## Document text
- - -

Seitz, Aldisert and Stahl, Circuit Judges.

Author: Per Curiam


This is an appeal from an order of the district court denying a petition for habeas corpus. No evidentiary hearing was held. The lower court issued a certificate of probable cause for an appeal. In the petition, appellant, a state prisoner, alleged that his conviction had been obtained by perjured testimony.*fn1 In this appeal he claims that the district court committed error by its summary dismissal of his petition because the record on which the order was based was not a "full and uncontested record of the state proceedings."*fn2

As we are not certain whether the district court had before it all of the relevant state records when it dismissed the appellant's petition, we do not pass on the merits of the petition.

- - -

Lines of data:

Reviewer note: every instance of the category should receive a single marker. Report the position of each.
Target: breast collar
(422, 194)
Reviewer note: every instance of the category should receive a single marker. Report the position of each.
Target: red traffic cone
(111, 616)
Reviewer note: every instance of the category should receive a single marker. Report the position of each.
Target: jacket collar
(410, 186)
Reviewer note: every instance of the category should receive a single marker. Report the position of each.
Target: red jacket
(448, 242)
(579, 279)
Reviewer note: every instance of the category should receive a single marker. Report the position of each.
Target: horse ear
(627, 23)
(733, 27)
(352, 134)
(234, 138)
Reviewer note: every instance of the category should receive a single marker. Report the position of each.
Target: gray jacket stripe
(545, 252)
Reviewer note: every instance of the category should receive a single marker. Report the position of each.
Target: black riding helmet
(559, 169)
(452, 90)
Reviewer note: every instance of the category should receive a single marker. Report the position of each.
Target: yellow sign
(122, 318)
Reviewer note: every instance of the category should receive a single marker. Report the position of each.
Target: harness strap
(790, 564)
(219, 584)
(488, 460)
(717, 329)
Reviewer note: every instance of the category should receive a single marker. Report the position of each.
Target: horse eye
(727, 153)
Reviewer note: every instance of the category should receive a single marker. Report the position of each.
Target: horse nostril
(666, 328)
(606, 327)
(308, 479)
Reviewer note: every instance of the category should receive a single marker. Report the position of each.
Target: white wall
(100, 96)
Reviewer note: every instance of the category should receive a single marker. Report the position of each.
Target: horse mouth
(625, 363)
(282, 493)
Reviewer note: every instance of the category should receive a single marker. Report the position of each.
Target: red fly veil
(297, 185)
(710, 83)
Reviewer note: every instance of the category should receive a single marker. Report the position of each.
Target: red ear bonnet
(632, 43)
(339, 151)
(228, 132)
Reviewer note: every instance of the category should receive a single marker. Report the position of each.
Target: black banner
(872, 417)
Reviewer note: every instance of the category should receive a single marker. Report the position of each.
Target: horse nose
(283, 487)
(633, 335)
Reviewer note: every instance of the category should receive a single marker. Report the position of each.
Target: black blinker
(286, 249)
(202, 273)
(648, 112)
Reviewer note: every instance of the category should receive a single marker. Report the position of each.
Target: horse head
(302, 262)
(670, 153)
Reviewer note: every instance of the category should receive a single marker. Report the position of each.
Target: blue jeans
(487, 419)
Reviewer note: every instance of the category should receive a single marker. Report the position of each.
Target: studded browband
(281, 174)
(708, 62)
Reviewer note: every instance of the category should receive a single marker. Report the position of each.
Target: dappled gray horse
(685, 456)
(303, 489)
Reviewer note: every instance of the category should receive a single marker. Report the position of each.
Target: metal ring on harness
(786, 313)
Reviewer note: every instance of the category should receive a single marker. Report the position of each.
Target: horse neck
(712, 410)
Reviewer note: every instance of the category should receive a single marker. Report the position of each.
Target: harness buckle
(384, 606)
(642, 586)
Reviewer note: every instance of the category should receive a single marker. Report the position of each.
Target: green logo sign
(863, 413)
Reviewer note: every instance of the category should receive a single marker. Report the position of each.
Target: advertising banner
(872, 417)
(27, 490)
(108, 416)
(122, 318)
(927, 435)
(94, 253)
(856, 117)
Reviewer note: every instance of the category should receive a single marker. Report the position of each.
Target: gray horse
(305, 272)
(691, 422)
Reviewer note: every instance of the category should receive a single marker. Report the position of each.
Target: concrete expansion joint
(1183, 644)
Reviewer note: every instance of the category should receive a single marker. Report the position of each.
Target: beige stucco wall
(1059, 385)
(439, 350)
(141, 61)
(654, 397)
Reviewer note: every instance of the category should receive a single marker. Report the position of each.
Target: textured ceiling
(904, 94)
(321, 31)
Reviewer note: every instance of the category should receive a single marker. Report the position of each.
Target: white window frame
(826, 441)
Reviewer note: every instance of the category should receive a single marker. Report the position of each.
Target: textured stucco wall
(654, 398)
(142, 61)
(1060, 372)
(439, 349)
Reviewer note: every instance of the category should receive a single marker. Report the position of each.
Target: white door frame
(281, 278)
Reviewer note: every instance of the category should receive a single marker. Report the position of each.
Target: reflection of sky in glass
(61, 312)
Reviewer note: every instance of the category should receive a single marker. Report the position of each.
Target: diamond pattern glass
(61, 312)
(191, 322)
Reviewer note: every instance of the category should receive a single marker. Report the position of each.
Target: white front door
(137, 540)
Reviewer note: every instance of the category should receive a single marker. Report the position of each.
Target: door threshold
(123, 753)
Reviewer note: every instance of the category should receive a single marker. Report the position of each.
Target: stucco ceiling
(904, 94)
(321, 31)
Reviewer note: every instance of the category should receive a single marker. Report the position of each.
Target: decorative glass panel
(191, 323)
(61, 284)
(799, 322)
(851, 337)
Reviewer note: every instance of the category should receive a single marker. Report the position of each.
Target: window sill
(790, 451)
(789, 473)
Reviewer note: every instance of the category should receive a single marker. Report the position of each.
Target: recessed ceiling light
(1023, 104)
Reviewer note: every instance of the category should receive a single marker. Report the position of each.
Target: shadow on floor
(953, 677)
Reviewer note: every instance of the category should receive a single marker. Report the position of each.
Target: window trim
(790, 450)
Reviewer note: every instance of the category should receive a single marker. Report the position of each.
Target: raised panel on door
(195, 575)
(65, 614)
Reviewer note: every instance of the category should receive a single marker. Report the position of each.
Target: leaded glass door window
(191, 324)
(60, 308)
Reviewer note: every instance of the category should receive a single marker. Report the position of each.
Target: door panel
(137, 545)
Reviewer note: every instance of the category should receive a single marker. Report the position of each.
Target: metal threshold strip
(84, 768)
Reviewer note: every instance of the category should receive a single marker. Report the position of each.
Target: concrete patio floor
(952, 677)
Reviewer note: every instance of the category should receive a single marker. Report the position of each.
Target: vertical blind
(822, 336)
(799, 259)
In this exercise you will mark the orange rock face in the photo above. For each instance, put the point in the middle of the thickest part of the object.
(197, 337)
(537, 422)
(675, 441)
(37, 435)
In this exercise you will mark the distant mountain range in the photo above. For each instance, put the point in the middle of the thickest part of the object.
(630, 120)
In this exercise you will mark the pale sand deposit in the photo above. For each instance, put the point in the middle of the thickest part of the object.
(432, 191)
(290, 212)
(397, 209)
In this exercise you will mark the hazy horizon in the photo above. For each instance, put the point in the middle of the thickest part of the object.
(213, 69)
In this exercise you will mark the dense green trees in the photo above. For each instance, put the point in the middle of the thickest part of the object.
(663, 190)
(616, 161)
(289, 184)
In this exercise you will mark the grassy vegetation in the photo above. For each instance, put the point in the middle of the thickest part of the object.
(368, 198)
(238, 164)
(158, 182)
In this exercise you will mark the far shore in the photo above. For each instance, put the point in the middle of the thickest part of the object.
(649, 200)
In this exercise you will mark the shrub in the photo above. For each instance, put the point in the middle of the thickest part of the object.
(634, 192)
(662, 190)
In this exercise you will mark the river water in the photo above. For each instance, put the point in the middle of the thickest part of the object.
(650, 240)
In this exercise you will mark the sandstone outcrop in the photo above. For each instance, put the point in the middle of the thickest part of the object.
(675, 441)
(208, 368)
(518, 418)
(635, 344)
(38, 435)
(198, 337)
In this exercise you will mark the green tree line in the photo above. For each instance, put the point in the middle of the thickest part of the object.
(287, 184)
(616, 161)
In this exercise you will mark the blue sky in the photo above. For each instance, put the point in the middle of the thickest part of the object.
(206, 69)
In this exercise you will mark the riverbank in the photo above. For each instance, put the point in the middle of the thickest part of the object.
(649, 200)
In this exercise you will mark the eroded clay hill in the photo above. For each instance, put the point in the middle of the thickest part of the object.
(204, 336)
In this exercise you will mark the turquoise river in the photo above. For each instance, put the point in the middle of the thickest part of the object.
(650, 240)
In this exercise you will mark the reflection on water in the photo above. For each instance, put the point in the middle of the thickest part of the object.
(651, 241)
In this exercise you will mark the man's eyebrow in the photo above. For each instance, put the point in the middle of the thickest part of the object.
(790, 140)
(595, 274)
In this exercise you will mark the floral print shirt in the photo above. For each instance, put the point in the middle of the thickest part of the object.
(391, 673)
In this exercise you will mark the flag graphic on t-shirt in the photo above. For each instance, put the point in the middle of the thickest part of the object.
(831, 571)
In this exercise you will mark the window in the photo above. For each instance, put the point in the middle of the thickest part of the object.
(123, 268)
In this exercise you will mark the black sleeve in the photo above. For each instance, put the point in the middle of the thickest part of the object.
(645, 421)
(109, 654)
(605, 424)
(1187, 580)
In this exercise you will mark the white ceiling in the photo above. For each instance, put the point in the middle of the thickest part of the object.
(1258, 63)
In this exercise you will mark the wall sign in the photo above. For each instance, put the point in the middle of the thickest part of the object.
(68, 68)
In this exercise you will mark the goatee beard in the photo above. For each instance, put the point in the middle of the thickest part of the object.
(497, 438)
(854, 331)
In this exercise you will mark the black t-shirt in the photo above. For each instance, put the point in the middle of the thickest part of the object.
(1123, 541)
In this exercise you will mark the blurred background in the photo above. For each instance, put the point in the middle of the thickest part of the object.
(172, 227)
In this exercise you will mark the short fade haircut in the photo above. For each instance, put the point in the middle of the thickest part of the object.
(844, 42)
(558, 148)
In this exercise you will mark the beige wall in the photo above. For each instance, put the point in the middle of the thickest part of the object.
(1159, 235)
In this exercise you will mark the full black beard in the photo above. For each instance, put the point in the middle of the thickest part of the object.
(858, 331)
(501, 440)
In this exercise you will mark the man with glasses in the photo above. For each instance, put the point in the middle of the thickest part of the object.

- - -

## What you will do
Go on with the court opinion on the habeas corpus appeal, picking up after its final sentence. The material above stands apart from the court opinion and has no connection to it.

## Expected answer
Appellant was tried and convicted by a jury on two counts of burglary, and sentenced on October 30, 1963, to a term of two to eight years. The record does not show any direct appeal from this conviction. Appellant was paroled in October 1966, and subsequently recommitted as a parole violator in February 1967. Prior to his parole, appellant had filed two unsuccessful habeas corpus petitions in the state courts. In the second habeas corpus proceeding an evidentiary hearing was held and appellant was represented by appointed counsel. No appeal was taken from either dismissal.

Following appellant's recommitment, he filed a petition under the Pennsylvania Post-Conviction Hearing Act in which he was represented by appointed counsel. An answer was filed by the District Attorney and, after oral argument, a hearing was refused and the petition dismissed in an opinion by the state court discussing appellant's contentions. The dismissal was affirmed per curiam by the Pennsylvania Superior Court in Commonwealth v. Thomas, 211 Pa.Super. 741, 235 A.2d 824 (1967), allocatur denied February 13, 1968. State remedies have thus been exhausted.

In the district court appellant raised the same basic issue as in the state proceedings, i.e., that his conviction resulted from the use of perjured testimony.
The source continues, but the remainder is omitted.